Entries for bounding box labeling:

__________________________________________________

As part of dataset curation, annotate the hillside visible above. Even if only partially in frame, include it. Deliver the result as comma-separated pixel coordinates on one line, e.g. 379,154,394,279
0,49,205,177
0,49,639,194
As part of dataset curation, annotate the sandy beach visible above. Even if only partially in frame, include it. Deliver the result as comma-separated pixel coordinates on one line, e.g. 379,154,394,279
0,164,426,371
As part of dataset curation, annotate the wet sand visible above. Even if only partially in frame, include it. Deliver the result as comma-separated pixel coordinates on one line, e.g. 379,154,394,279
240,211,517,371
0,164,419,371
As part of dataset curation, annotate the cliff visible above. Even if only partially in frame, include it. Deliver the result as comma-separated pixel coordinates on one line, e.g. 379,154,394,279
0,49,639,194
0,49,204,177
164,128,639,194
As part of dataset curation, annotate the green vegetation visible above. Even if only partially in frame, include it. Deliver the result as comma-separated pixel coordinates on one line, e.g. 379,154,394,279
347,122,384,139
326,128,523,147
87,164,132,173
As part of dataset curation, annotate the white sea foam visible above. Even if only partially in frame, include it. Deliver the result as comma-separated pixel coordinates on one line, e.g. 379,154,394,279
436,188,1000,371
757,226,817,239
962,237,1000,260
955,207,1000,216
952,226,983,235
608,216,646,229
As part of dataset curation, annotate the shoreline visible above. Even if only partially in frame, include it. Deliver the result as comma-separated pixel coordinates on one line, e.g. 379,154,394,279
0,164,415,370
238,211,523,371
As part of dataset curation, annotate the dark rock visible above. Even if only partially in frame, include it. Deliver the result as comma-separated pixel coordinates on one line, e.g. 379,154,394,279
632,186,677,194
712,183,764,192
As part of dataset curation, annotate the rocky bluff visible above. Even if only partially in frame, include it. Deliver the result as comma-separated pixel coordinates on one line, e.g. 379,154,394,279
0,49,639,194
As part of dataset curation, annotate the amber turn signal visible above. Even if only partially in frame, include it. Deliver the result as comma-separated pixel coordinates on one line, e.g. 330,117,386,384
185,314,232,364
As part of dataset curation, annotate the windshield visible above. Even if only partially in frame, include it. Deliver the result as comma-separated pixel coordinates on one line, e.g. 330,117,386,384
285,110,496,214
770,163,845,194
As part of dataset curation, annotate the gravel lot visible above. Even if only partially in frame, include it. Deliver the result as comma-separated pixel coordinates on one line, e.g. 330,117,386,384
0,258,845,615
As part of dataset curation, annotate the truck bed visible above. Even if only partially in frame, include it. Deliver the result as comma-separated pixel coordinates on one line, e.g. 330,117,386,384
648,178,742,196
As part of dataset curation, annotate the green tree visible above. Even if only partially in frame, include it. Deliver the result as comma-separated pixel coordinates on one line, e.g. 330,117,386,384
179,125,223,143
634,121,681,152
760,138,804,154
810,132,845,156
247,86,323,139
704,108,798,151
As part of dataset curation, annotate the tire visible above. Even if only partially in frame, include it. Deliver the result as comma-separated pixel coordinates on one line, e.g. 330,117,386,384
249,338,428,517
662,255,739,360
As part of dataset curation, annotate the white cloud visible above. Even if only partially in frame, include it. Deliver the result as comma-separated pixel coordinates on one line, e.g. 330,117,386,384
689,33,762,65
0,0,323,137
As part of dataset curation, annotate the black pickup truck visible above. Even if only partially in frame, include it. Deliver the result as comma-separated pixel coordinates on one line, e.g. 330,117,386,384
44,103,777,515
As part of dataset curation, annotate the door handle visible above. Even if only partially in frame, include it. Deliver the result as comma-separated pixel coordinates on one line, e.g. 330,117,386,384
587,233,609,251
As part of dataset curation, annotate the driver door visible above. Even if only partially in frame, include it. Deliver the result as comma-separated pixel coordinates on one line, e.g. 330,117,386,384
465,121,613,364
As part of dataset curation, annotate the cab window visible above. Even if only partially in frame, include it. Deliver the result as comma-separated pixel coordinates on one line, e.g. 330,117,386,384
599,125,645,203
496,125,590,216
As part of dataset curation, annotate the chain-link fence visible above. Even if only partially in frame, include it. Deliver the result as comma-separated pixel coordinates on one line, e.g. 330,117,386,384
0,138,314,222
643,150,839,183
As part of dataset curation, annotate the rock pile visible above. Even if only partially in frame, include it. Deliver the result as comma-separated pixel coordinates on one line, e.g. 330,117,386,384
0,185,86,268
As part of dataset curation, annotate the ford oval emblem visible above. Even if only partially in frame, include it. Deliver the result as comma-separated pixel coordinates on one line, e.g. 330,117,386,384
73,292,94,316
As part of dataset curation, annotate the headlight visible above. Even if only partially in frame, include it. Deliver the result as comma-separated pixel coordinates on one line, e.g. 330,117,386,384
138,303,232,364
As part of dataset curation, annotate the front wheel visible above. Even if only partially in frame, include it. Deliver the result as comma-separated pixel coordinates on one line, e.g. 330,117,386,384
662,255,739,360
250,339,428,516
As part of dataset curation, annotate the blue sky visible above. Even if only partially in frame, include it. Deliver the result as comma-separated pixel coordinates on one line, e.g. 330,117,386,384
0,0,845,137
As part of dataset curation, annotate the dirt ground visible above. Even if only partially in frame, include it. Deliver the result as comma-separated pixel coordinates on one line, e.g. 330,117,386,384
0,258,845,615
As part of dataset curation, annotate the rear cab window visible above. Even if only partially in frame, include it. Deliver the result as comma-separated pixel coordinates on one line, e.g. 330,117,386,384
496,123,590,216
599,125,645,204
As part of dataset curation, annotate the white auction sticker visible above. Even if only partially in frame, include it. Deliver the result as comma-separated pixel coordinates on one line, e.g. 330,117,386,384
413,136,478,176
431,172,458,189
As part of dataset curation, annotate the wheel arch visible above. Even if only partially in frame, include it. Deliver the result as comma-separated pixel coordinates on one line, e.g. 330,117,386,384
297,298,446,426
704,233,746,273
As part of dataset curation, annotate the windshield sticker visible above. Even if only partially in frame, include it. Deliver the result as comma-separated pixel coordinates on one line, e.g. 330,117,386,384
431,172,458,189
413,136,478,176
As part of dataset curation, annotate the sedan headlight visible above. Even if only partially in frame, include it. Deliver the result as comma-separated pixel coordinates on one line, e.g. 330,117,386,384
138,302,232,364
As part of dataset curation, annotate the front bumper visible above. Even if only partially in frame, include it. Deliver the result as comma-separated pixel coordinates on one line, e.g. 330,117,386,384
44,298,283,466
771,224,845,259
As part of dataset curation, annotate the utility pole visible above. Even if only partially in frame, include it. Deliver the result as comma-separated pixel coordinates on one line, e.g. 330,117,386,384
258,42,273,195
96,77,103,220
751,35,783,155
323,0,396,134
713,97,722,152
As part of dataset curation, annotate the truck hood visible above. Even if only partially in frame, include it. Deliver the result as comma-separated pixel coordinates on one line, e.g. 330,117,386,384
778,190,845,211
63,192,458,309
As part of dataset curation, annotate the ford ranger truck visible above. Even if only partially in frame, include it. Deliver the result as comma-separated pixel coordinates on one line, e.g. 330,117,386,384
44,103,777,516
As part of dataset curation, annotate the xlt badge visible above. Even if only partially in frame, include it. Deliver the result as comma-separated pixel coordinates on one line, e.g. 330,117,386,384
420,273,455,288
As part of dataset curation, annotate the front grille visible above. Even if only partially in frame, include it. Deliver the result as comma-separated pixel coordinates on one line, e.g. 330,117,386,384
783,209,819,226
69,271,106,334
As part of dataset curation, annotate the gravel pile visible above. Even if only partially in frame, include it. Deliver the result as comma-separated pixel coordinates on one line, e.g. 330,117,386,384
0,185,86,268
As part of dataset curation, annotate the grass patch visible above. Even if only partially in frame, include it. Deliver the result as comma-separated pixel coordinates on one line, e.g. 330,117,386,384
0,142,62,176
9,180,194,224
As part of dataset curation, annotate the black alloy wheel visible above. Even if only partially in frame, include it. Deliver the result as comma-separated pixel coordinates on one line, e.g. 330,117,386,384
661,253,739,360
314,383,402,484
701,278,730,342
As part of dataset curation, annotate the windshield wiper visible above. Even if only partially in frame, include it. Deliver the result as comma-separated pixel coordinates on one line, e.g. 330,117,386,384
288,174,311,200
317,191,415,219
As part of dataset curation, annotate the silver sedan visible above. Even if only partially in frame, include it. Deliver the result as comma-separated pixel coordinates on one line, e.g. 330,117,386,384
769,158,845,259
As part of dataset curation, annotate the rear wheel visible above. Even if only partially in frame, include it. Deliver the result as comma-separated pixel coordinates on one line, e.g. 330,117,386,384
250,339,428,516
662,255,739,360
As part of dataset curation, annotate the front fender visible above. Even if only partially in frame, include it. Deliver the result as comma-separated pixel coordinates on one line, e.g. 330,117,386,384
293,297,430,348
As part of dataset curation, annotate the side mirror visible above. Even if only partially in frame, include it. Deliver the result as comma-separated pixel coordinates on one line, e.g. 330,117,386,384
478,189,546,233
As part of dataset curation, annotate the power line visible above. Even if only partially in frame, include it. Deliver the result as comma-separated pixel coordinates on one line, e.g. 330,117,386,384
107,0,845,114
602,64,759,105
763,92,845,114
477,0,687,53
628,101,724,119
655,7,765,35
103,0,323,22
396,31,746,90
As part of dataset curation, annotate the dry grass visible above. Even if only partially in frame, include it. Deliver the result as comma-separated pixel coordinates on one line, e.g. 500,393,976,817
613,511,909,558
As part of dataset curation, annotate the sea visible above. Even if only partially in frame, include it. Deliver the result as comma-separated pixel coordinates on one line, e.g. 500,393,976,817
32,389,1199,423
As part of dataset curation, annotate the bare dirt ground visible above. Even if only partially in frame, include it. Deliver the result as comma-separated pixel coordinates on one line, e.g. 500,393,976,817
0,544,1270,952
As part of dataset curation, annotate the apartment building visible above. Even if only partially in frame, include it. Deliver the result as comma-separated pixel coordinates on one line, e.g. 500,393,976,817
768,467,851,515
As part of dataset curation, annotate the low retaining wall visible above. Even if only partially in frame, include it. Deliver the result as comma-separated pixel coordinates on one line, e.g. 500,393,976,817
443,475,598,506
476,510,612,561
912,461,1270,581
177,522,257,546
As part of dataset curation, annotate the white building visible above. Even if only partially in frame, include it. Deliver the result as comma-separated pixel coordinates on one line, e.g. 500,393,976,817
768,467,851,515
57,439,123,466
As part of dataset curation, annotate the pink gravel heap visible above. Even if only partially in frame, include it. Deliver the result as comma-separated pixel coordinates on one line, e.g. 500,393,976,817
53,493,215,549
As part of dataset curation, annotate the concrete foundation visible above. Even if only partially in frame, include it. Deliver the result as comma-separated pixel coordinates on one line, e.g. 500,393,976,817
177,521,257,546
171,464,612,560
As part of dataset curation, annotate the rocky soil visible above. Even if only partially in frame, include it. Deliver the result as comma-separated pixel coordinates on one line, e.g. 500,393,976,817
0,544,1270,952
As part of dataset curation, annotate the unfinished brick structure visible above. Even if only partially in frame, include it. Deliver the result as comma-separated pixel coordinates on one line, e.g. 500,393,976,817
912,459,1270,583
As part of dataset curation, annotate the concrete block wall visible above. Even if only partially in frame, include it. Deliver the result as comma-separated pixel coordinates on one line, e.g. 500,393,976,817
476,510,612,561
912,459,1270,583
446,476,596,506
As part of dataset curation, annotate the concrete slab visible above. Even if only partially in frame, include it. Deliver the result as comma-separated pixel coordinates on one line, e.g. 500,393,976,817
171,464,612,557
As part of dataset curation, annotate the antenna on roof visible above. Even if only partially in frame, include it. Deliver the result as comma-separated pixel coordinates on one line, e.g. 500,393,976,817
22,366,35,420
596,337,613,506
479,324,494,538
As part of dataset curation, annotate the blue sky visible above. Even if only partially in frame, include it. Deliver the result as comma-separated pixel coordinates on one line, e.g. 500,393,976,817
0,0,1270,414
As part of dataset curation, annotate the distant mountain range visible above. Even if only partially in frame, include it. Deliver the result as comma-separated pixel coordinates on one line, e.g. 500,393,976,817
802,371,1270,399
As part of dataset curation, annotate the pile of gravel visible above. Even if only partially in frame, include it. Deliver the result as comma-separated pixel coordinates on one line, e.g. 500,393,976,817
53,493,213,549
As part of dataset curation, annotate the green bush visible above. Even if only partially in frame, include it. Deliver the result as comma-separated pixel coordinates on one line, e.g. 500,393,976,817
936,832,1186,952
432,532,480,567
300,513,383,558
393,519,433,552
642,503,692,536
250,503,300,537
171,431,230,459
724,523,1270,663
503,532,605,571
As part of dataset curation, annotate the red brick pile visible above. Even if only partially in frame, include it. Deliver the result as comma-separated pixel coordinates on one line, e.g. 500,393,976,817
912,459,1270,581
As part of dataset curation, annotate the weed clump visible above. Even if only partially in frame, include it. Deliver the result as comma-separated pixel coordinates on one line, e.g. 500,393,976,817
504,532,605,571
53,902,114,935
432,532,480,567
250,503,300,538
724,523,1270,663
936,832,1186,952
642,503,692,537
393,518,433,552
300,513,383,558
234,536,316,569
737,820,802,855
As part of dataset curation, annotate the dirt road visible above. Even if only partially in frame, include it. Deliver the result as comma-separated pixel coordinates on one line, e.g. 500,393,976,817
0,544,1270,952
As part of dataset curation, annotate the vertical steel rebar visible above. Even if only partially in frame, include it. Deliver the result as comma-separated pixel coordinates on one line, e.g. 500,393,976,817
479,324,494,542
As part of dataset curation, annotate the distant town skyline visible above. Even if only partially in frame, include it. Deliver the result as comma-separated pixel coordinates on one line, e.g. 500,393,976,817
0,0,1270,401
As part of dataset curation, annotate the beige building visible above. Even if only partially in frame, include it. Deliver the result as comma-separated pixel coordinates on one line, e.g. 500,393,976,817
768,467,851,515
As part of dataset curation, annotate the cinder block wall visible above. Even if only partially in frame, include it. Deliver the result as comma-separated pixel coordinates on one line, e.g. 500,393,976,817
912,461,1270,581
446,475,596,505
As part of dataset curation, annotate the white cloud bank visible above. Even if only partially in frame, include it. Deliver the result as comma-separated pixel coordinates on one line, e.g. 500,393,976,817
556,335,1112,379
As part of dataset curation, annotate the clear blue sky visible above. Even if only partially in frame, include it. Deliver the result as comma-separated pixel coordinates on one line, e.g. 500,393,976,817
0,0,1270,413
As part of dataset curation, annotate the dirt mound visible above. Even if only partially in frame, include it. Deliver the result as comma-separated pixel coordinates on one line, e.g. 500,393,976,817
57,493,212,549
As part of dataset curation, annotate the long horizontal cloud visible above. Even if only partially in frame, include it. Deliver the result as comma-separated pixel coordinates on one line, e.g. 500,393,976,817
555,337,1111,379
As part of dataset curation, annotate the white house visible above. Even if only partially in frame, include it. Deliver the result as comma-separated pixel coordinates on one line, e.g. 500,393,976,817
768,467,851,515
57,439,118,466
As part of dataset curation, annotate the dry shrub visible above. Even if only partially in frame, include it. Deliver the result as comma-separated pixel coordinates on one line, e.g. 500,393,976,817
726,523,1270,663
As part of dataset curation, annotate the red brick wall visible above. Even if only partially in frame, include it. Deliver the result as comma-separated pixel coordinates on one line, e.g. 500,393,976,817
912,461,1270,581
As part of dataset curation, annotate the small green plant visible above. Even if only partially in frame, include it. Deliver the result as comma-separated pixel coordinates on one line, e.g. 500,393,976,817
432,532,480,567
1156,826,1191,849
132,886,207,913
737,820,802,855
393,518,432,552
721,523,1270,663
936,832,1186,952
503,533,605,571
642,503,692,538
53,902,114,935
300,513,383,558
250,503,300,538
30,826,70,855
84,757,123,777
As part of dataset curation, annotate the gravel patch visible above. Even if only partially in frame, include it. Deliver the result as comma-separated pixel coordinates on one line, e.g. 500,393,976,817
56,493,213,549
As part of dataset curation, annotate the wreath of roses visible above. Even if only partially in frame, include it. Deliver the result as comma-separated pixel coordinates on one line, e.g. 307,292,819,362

__________________________________________________

## EXERCISE PROMPT
Format the stretch of records from the line containing "As part of dataset curation, annotate the front grille" through the line containing "701,278,730,342" as a Markdown table with the columns Row and Line, numbering each line and leaving out blank lines.

## SOLUTION
| Row | Line |
|---|---|
| 1 | As part of dataset curation, annotate the front grille visible above. Even if only partially in frame, include it. Deliver the result as comma-separated pixel coordinates on one line, e.g. 330,117,386,384 |
| 2 | 783,209,819,226 |
| 3 | 69,271,106,334 |
| 4 | As part of dataset curation, annotate the gravel pile visible above. Even if only partially in frame, include it. Deliver the result as comma-separated pixel coordinates on one line, e.g. 330,117,386,384 |
| 5 | 0,185,86,268 |
| 6 | As part of dataset curation, annotate the grass patch visible above. Even if only partially in frame, include it. Deliver the result as comma-separated pixel coordinates on one line, e.g. 330,117,386,384 |
| 7 | 0,142,62,176 |
| 8 | 9,180,194,224 |
| 9 | As part of dataset curation, annotate the black alloy wheel visible above. Even if only partially in frame, include it. Deliver the result as comma-separated pixel coordinates on one line, e.g. 330,117,386,384 |
| 10 | 661,253,739,360 |
| 11 | 314,383,402,484 |
| 12 | 701,278,730,342 |